Exercise prompt:
Rewrite everything from the line containing "Task: indicate the sofa armrest" down to the line containing "<point>66,340</point>", including the requests, and add -39 to each coordinate value in the answer points. Leave the requests and their sample coordinates unchanged.

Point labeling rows
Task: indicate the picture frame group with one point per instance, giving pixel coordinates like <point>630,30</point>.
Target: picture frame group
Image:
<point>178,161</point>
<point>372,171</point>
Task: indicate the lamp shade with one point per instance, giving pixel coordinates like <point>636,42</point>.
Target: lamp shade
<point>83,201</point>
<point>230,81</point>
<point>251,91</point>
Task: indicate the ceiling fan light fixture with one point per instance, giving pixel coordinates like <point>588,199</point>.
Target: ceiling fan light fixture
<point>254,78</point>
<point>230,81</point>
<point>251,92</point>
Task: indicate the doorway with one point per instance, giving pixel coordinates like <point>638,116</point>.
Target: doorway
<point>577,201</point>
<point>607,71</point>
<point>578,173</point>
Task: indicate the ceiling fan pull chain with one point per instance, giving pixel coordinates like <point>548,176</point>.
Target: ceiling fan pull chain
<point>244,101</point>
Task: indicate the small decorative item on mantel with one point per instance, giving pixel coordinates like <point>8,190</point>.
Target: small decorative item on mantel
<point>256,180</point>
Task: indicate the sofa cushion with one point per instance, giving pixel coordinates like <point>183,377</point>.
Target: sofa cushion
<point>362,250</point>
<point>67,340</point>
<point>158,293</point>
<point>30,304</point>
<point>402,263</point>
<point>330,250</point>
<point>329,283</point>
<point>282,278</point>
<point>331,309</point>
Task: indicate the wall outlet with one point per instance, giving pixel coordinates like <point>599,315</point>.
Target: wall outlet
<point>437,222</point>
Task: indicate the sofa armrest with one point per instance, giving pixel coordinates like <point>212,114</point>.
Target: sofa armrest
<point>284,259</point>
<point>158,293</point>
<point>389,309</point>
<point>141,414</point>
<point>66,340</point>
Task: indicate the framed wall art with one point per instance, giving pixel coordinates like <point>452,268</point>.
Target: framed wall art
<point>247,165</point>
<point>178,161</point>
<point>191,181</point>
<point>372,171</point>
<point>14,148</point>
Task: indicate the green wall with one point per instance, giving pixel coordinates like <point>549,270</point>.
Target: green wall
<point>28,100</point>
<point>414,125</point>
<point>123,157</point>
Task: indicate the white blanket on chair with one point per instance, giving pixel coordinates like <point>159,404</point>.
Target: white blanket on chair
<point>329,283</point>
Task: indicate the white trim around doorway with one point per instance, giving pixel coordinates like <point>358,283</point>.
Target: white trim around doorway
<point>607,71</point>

Problem solution:
Task: indicate the sofa armrest with one point per instance, giving pixel coordinates like <point>212,114</point>.
Target: sofa armrest
<point>245,220</point>
<point>119,254</point>
<point>350,270</point>
<point>102,375</point>
<point>27,301</point>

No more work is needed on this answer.